[Opening Data excerpts section]
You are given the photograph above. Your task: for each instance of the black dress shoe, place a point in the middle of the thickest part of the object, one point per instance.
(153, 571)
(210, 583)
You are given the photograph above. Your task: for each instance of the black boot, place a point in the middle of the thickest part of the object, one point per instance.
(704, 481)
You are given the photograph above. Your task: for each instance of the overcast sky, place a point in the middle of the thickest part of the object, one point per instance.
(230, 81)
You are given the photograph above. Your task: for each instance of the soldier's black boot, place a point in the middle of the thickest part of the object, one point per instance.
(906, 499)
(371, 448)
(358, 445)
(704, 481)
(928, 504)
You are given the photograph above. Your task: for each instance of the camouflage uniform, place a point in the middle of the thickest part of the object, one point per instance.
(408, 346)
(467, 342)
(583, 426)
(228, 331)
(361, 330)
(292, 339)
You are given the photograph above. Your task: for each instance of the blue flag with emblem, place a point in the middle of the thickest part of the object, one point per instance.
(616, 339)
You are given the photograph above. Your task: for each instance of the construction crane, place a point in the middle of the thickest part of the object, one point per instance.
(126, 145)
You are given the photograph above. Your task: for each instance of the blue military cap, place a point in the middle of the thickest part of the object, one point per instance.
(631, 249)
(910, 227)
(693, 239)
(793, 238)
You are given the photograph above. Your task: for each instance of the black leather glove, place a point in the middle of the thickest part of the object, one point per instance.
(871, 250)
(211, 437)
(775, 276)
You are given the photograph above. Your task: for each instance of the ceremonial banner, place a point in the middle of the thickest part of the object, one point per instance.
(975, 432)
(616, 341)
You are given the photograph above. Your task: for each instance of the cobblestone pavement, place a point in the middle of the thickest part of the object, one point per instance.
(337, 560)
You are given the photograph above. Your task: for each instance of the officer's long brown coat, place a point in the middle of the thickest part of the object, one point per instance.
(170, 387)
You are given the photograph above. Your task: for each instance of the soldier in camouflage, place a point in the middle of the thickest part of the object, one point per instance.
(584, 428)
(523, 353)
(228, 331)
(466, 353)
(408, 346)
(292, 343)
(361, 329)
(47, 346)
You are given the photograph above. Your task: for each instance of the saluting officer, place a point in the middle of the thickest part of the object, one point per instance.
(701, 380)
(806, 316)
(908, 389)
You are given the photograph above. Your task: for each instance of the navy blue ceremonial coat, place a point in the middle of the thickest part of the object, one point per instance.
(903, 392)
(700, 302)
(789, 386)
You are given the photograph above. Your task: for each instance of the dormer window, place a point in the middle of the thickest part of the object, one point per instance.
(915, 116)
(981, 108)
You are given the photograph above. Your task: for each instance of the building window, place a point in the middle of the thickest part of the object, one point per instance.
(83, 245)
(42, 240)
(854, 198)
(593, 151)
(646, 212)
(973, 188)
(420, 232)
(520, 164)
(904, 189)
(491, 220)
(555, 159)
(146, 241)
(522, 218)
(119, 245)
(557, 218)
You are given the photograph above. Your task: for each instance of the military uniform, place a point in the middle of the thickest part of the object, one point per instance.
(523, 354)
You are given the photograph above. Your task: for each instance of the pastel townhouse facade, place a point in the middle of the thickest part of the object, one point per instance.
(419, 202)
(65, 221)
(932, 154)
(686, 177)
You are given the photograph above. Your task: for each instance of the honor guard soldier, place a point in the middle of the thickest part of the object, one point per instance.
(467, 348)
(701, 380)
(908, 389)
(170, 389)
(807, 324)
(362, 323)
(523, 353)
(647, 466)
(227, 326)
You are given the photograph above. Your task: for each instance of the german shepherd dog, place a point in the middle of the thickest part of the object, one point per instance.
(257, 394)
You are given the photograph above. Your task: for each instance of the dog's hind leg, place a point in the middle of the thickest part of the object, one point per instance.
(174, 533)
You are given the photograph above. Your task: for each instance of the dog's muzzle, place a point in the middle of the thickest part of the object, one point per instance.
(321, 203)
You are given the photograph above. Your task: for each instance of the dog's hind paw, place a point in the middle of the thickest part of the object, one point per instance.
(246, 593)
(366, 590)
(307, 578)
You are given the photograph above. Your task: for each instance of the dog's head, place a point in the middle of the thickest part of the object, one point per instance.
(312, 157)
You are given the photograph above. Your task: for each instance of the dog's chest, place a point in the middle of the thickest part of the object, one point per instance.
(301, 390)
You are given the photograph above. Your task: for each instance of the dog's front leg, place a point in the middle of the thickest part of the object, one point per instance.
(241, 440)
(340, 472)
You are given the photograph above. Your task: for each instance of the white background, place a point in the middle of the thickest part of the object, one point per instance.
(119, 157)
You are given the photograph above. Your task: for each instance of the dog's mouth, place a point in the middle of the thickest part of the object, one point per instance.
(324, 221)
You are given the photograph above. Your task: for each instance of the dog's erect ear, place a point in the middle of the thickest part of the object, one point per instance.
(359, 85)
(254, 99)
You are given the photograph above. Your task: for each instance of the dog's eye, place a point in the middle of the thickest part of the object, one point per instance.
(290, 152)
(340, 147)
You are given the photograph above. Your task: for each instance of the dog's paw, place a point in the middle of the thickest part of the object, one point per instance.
[Closing Data excerpts section]
__Work task__: For this exercise, all the data must be repeated exactly.

__Task solution__:
You are given the photograph above. Your task: for each instance of the black dress shoe, place a point in the middle of the thickest part of the object, one point per instance.
(153, 571)
(210, 583)
You are given the photograph above. Your task: for each instance of the black boot, place a point in the middle of the thickest part of the object, one point per instance.
(704, 481)
You are given the photograph above. Your task: for each instance of the overcast sky, place a point in the middle of the thickest part of the object, one point per instance.
(230, 81)
You are given the photograph above. Your task: for each instance of the soldier's black boot, place a point in the middle of the thickest part of the object, one point per instance.
(906, 499)
(371, 448)
(358, 445)
(704, 481)
(928, 504)
You are given the photograph above. Your task: for each instance of the camouflage uniform, place a point in the middle of the thickest part of the object, one point per instance.
(408, 346)
(467, 342)
(583, 426)
(228, 331)
(361, 330)
(292, 339)
You are given the photograph above. Your task: for each instance of the blue flag with emblem, place a point in the middle of the thickest part of the object, one point per instance.
(616, 339)
You are given the photograph above. Your task: for each instance of the construction crane, place a point in the middle of the thickest part of the object, one point per instance.
(126, 145)
You are given the photograph above. Your task: for each instance of the blue military cap, place a point in the middle of the thickest part of the object, one point per instance.
(631, 249)
(910, 227)
(693, 239)
(793, 238)
You are given the photograph above. Your task: for each instance of the black leather glove, place a point in the middle of the thickest part of the object, one point per instance.
(871, 250)
(211, 437)
(775, 276)
You are given the photograph above. Your task: for each instance of the ceremonial banner, place a point in the middle of the thickest part of the object, one point per instance.
(975, 432)
(616, 341)
You are given the photograph above. Your task: for each instance of the cobblestone pavement, place a point in the middle of the thickest part of the object, one point per instance.
(337, 560)
You are given the photograph above. Your task: for each instance of the officer's long brown coat, place a point in the middle of the thickest part of the object, one point per instance.
(170, 387)
You are given the photograph above. Your task: for each instance of the soldier in camouflage, place a point in the middle of the thickest part of the object, one point per instance.
(584, 428)
(523, 353)
(228, 331)
(466, 353)
(408, 346)
(292, 343)
(361, 329)
(47, 346)
You are given the photograph above. Your task: for each instance of the saluting officer, place a point in the middle of the thickest part of the object, one point per instance.
(701, 380)
(806, 316)
(908, 389)
You are given the photograph above. Your task: for each instance of the navy blue ceremonial coat, place a point in the middle of the thickest part of the object, one point per instance.
(903, 392)
(700, 302)
(789, 386)
You are given the photograph above. Your task: for each instance of the dormer window, place a point in the middle of the thickest part of the object, one point per instance.
(915, 116)
(981, 108)
You are given the photograph above. Your task: for each instance of the building window, place a point in the middle of the thickest part of the object, one point per instance.
(83, 245)
(42, 240)
(854, 198)
(593, 151)
(646, 212)
(973, 188)
(420, 232)
(520, 164)
(904, 189)
(491, 220)
(555, 159)
(146, 241)
(522, 218)
(119, 245)
(557, 218)
You are given the photograph above. Your task: for each instance of the military uniform, place a point in the middle of the thickest part of the object, one point per instance.
(523, 354)
You are given the photograph above. Your task: for each instance of the pastel townhouse facade, place a point in the middle of the thickest part of the object, one point per instance.
(419, 202)
(65, 221)
(932, 154)
(686, 177)
You are given the photograph above. Your task: for each instance of the honor guard soldier, place a point in the middle of the thickest part of the object, one point per instance.
(467, 348)
(701, 380)
(908, 389)
(170, 389)
(807, 324)
(362, 323)
(523, 353)
(647, 466)
(227, 326)
You are given the photograph above. Your task: for each instance of the german shepherd dog, place a point in the middle of the thickest part of the object, one point per instance.
(257, 394)
You are given the photograph above. Your task: for each instance of the dog's hind leg, place a point in the middle of the thickest part of the object, one point per instance.
(174, 533)
You are given the photograph above. Your task: for each instance of the dog's muzzle, place a point in the middle of the thickest part of the object, one point per instance.
(321, 203)
You are given the photograph above. Your task: for each instance of the dog's hind paw, place a point in the middle of the thickest part of the object, one point per instance.
(246, 593)
(366, 590)
(307, 578)
You are given the photograph above. Your task: for each instance of the dog's head, place a point in the middle of the thickest part of the object, one point per instance.
(312, 157)
You are given the photograph above. Your task: for each instance of the dog's chest, place a point in the middle of the thickest part of the object, one point per instance.
(301, 390)
You are given the photograph above. Your task: for each instance of the dog's front leg, place a point in the middle of the thickest part of the object, one point per instance.
(241, 440)
(340, 472)
You are given the photograph above. Your task: for each instance of the white background, place a point in the middle of the thickest part of the object, one point per instance.
(119, 157)
You are given the photograph above. Your task: for each instance of the dog's mouth, place a point in the middle of the thickest part of the object, one point per instance.
(324, 221)
You are given the photograph above. Your task: for each instance of the dog's erect ear, place a point in the middle of the thickest part of the object, one point per instance.
(359, 85)
(254, 99)
You are given the photograph above. Your task: for each instance of the dog's eye, place a point in the middle of the thickest part of the object, one point per instance.
(290, 152)
(340, 147)
You are given the photograph above. Your task: for each instance of the dog's paw, place a point in the middle of the thickest part of the object, one point per instance.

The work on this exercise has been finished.